__Task instructions__
Write out verbatim the stretch of the listing below from its first line through the line containing "189 229 L 223", including both.

==========

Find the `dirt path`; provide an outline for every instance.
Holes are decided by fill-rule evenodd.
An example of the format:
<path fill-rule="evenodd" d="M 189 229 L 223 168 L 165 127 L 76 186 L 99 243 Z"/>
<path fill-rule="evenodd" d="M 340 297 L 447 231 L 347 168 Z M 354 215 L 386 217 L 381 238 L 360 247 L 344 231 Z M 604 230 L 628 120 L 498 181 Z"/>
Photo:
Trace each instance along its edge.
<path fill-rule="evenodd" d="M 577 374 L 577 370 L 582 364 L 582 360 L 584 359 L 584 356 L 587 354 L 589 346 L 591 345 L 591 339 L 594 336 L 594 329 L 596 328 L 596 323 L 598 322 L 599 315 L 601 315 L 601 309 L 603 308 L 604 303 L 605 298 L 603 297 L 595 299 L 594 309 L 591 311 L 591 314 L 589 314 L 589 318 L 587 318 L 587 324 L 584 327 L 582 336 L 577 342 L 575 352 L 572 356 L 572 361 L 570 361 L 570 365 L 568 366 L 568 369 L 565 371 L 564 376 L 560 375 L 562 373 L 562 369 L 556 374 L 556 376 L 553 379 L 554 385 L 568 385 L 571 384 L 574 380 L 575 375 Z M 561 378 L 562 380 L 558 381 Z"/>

==========

__Complete output__
Find the `dirt path`; provide an outline for every instance.
Holes are decided by fill-rule evenodd.
An example of the format:
<path fill-rule="evenodd" d="M 189 229 L 223 168 L 165 127 L 76 186 L 99 243 Z"/>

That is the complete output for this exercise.